PROBLEMS TO SOLVE –
[1] Reproduce the passage of the court ruling from "The Vatican State has" up to and including "is also GRANTED.".
[2] List every docket number given after "Doc. No." or "Doc. Nos." in the court ruling.
[3] Carry the court ruling forward from its last sentence.
##### ARTICLE #####
The Vatican State has filed separate motions to dismiss the amended complaint for (1) improper venue based on forum selection clauses contained in sublicense agreements or, alternatively, for forum non conveniens, and (2) lack of subject matter jurisdiction. (Doc. Nos. 92, 104.) Plaintiff opposes both motions. 1 Plaintiff and defendants Colapinto and SRLLC have also filed a joint, unopposed motion to vacate this Court’s August 21, 2008 Order compelling arbitration. (Doc. Nos. 82, 100.) For the reasons stated below, the Vatican State’s motion to dismiss on the basis of the forum selection clauses is GRANTED, and the joint motion to vacate the Court’s prior Order compelling Plaintiff and defendants SRLLC and Colapinto to arbitrate in the Vatican is also GRANTED.
BACKGROUND 2
Plaintiff is a New York corporation with its principal place of business in Long Beach, New York. (Am. Compl. (Doc. No. 12) ¶ 1.) The Vatican State is the territory over which the Holy See exercises sovereign dominion, and is recognized under international law as a juridical person distinct from the Holy See. 3 (Id. ¶ 2; Decl. of
*601 Paolo Cavana in Supp. of Mot. to Dismiss, executed Jan. 11, 2010 (“First Cavana Decl.”) (Doc. No. 95) ¶¶ 26-34.) The Holy See is the governmental and spiritual head of the Roman Catholic Church and, in the person of the Pope, is the sovereign of the Vatican State, recognized by over 150 states as a sovereign government. (First Cavana Decl. ¶¶ 28, 30.) Former defendant Ufficio Vendita Pubblicazioni e Riproduzioni dei Musei Vaticani (“UVPR”), or the Office of Sales of Publications and Reproductions of the Vatican Museum, is alleged to be an agency or instrumentality of the Holy See. (Am. Compl. ¶ 3.) Dr. Francesco Riceardi was allegedly at all relevant times the Administrative Manager of UVPR. (Id. ¶ 3.) Former defendant Biblioteca Apostólica Vatican (“BAV”), or the Vatican Library, is also alleged to be an agency or instrumentality of the Holy See. (Id. ¶ 4.) 4 Defendant SRLLC is a California limited liability company that has its principal place of business in Corona, California. (Id. ¶ 5.) Defendant Gerald Colapinto, the President and managing member of SRLLC, is also a resident of California. (Id. ¶ 6.)
##### RECORDED DATA #####
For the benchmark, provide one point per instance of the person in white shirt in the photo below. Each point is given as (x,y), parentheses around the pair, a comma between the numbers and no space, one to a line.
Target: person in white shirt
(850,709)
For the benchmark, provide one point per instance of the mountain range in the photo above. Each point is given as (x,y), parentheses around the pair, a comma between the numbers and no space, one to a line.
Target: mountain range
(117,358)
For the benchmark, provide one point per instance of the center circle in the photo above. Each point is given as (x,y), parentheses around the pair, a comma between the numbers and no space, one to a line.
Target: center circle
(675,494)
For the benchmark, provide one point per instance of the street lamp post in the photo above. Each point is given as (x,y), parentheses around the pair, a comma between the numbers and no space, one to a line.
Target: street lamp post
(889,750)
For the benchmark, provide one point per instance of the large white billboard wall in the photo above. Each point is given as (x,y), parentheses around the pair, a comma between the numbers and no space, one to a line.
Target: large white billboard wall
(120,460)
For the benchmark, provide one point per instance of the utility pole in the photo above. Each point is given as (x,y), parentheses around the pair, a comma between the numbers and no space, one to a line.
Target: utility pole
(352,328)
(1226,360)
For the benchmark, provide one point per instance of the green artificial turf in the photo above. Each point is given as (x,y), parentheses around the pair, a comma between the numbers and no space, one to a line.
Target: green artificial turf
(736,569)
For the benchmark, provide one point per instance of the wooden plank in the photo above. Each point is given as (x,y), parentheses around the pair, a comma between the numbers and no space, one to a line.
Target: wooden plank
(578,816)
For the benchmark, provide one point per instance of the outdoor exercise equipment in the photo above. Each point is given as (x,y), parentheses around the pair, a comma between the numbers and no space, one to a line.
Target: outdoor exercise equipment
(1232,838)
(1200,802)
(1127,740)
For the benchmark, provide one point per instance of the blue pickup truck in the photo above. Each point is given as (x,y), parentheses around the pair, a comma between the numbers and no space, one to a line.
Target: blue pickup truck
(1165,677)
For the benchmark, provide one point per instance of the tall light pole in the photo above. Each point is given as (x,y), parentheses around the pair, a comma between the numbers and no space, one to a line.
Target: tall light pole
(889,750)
#####
EXPECTED OUTPUTS –
[1]
The Vatican State has filed separate motions to dismiss the amended complaint for (1) improper venue based on forum selection clauses contained in sublicense agreements or, alternatively, for forum non conveniens, and (2) lack of subject matter jurisdiction. (Doc. Nos. 92, 104.) Plaintiff opposes both motions. 1 Plaintiff and defendants Colapinto and SRLLC have also filed a joint, unopposed motion to vacate this Court’s August 21, 2008 Order compelling arbitration. (Doc. Nos. 82, 100.) For the reasons stated below, the Vatican State’s motion to dismiss on the basis of the forum selection clauses is GRANTED, and the joint motion to vacate the Court’s prior Order compelling Plaintiff and defendants SRLLC and Colapinto to arbitrate in the Vatican is also GRANTED.

[2] 92, 104, 82, 100, 12, 95

[3]
UVPR has the authority to enter into contracts with third parties for the commercial exploitation of the artwork and artifacts in the Vatican Library (the ‘Vatican Library Collection”). (Id. ¶ 21.) On or about May 22, 2000, UVPR and SRLLC entered into a Master License Agreement granting SRLLC the rights to produce and market specific lines of products and services based on reproductions and adaptations inspired by items in the Vatican Library Collection and, subject to certain conditions, to sublicense those rights. (Id. ¶ 24.) For example, the Master License Agreement prohibits SRLLC from entering into sublicense agreements unless (1) UVPR approves the sublicense agreement in writing and (2) the sublicensee “agrees to be bound by the terms and conditions of [the Master License Agreement].” (Decl. of Jeffrey S. Lena in Supp. of Mot. to Dismiss, executed Jan. 11, 2010 (“Lena Decl.”) (Doc. No. 94), Ex. A (“Master License Agreement”) ¶ 8.) The Master License Agreement also provides that SRLLC will pay a ten percent royalty fee to UVPR based on all revenues received by SRLLC from sublicensees purchasing sublicenses from SRLLC. (Am. Compl. ¶ 25.) Finally, the Master License Agreement also contains a forum selection clause requiring that “[a]ny disagreements between [UVPR] and [SRLLC] shall be resolved exclusively in the Sovereign State of Vatican City” and that such disputes “shall be governed by the laws of the Sovereign State of Vatican City.” (Master License Agreement ¶ 13.)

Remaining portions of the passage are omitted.